Kathedrale Amiens, Foto: hinsehen.net

Eins oder Zwei

Wenn wir von Einheit reden, dann meinen wir, dass verschiedene Dinge zu einem Gemeinsamen geworden sind. Tag und Nacht, schwarz und weiß, jung und alt, wir nehmen die Welt in solchen Unterschieden wahr. Was wäre, wenn wir Zweiheit dem Einen vorziehen würden? Wie würden wir die Liebe zwischen zwei Menschen empfinden und verstehen, wenn wir nicht Einheit sondern Zweiheit suchen würden? Die Vorrangstellung der Einheit führt zu einer sehr einseitigen Vorstellung von Konflikten und damit auch zu einem eher zwanghaften Weg zur Verständigung.

Unsere Vorstellungswelt ist davon geprägt, dass wir ein gutes Gefühl mit dem Zusammenkommen unterschiedlicher Aspekte in dem Einem denken. Wir benutzen Begriffe wie Verschmelzung, Einswerden, Übereinkommen, Vereinen, Einheit und ähnliche Formulierungen, die nahelegen, dass in der Zweiheit kein Heil liegt. Ein Paar, das wir uns als glücklich vorstellen, denken wir als eine Einheit. Der Volksmund wusste es jedoch immer schon besser, zwar gibt es den Spruch ‚Gleich und Gleich gesellt sich gern‘, doch genauso gilt ‚Gegensätze ziehen sich an‘. Die Dynamik einer Beziehung gründet sich in der Gegensätzlichkeit, also in der Zweiheit.

Die einseitige Auflösung

Konflikte oder Streitigkeiten entstehen nach unserem Verständnis, wenn zwei unterschiedliche Ansichten aufeinandertreffen und jede Partei bei ihrer Position verharren will. Es wird eine Vereinbarung gesucht, die beide Positionen vereinen könnte.  Entweder findet man zu einem Kompromiss oder sogar zu einem Konsens. In jedem Fall stellen wir uns das Ergebnis der Bemühungen als eine Einheit vor. Selbst wenn man sich darauf einigt, dass zwei Ansichten nicht überein zu bringen sind, hat man in diesem Punkt eine Einheit geschaffen. Es ist für unser Denken schwer vorstellbar, dass eine solche Auflösung gar nicht erstrebenswert sein könnte.

Gewohntes Denken

Das Denken ist abhängig von der jeweiligen Sprache. Es dürfte zum Beispiel einen Unterschied machen, ob es der Mond und die Sonne heißt oder la lune und il sol. In nur wenigen Sprachen wird der Mond als männlich und die Sonne als weiblich vorgestellt. Solche Sprachgewohnheiten und das Spezifische daran sind im Alltag nicht bewusst. So dürfte auch kaum kritisch auffallen, dass wir selige Zustände mit Begriffen beschreiben, die Einheit assoziieren. Aus These und Gegenthese wird eine Synthese. Frieden in einem Land denken wir als eine große Einigkeit. In jeder guten Beziehung, so denken wir, gibt es mal Streitigkeiten, doch das gewünschte Ideal ist es, wenn zwei Partner wie eine Einheit dastehen.

◆ GEZEIGTES MATERIAL:
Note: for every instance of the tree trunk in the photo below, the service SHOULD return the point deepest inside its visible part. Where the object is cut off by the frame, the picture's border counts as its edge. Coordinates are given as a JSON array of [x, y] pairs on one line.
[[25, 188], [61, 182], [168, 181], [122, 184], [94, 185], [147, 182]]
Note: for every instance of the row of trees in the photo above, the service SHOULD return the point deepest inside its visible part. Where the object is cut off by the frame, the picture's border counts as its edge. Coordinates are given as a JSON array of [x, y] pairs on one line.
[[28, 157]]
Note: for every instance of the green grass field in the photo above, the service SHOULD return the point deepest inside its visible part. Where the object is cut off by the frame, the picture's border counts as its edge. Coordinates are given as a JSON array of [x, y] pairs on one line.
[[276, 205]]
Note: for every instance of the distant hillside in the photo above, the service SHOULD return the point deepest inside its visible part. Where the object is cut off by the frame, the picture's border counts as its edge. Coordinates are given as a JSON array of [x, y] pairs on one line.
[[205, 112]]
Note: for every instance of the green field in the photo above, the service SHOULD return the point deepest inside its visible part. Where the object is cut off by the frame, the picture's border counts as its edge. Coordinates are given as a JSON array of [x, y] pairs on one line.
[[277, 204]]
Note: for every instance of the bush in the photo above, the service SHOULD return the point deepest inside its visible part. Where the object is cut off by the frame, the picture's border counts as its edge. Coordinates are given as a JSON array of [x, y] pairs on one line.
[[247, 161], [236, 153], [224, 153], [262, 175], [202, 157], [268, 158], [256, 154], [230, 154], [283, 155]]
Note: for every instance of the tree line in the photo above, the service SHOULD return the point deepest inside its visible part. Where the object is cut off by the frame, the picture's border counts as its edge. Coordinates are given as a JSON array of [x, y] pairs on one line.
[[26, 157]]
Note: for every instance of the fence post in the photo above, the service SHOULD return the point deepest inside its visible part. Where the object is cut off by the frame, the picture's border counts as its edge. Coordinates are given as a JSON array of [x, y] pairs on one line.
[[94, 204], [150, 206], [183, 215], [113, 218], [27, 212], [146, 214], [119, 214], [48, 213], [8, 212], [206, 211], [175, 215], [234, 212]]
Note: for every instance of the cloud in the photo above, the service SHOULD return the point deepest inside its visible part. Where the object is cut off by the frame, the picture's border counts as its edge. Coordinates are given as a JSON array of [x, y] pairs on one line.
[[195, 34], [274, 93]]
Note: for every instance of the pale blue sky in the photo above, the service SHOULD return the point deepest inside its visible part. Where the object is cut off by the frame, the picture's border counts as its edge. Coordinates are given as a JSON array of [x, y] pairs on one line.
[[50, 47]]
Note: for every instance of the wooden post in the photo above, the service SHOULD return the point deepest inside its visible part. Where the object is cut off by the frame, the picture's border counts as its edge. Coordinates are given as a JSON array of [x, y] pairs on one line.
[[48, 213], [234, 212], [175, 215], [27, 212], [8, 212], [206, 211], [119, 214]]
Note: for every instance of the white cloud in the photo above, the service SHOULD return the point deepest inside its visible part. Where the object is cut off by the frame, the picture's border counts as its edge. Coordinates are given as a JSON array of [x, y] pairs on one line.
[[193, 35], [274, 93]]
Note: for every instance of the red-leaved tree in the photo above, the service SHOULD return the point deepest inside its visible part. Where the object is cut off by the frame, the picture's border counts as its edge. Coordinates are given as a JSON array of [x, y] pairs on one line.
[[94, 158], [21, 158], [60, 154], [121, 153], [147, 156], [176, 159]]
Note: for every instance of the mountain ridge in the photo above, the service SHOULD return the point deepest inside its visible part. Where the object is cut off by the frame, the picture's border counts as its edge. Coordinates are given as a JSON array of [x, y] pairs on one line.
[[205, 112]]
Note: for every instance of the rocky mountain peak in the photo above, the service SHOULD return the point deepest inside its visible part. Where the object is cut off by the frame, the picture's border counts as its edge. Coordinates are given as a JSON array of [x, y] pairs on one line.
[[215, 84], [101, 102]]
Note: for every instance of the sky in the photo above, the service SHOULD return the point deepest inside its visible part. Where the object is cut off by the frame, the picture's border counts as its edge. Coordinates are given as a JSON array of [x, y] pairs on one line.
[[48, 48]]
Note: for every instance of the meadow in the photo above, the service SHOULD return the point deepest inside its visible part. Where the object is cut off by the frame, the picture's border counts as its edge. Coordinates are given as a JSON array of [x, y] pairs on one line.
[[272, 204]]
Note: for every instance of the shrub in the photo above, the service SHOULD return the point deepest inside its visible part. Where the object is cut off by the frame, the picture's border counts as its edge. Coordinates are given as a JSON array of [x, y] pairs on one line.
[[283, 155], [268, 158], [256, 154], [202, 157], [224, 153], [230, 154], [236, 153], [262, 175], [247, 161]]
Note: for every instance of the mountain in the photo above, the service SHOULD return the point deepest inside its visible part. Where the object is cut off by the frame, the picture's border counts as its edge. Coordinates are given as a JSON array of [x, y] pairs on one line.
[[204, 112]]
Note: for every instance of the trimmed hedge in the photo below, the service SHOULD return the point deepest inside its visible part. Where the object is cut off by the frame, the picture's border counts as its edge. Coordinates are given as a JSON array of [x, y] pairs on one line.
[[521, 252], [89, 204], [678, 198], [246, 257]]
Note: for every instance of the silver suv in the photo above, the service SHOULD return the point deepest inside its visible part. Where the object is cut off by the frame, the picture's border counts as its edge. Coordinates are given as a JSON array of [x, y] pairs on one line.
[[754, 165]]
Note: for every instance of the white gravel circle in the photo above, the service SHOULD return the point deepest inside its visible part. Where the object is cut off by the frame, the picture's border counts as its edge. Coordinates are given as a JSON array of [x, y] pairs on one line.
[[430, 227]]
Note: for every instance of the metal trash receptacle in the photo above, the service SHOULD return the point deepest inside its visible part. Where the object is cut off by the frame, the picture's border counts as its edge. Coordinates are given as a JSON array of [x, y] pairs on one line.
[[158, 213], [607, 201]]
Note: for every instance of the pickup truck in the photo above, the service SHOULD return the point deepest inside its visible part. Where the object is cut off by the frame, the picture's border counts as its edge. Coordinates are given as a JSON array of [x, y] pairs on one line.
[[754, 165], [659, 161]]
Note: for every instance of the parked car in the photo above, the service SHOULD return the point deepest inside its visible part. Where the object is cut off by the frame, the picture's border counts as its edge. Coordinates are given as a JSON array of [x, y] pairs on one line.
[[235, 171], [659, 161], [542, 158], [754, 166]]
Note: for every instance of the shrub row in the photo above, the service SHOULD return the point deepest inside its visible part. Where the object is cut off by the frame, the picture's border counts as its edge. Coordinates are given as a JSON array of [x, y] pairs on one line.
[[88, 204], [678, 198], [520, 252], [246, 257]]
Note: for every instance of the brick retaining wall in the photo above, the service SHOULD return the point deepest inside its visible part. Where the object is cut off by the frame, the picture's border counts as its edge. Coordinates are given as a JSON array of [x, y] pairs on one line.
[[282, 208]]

◆ AUFGABEN:
**a)** Zitieren Sie aus dem Text die Passage von „Das Denken ist“ bis einschließlich „eine Einheit dastehen.“.
**b)** Beantworten Sie anhand des Texts kurz diese Fragen:
(i) Welche zwei Sprüche des Volksmunds werden genannt?
(ii) Wozu kann man bei der Suche nach einer Vereinbarung finden?
(iii) Wovon ist das Denken abhängig?
Die Einträge sind hierfür ohne Belang.

◆ ANTWORTEN JE AUFGABE:
**a)**
Das Denken ist abhängig von der jeweiligen Sprache. Es dürfte zum Beispiel einen Unterschied machen, ob es der Mond und die Sonne heißt oder la lune und il sol. In nur wenigen Sprachen wird der Mond als männlich und die Sonne als weiblich vorgestellt. Solche Sprachgewohnheiten und das Spezifische daran sind im Alltag nicht bewusst. So dürfte auch kaum kritisch auffallen, dass wir selige Zustände mit Begriffen beschreiben, die Einheit assoziieren. Aus These und Gegenthese wird eine Synthese. Frieden in einem Land denken wir als eine große Einigkeit. In jeder guten Beziehung, so denken wir, gibt es mal Streitigkeiten, doch das gewünschte Ideal ist es, wenn zwei Partner wie eine Einheit dastehen.

**b)**
(i) ‚Gleich und Gleich gesellt sich gern‘ und ‚Gegensätze ziehen sich an‘
(ii) Zu einem Kompromiss oder sogar zu einem Konsens
(iii) Von der jeweiligen Sprache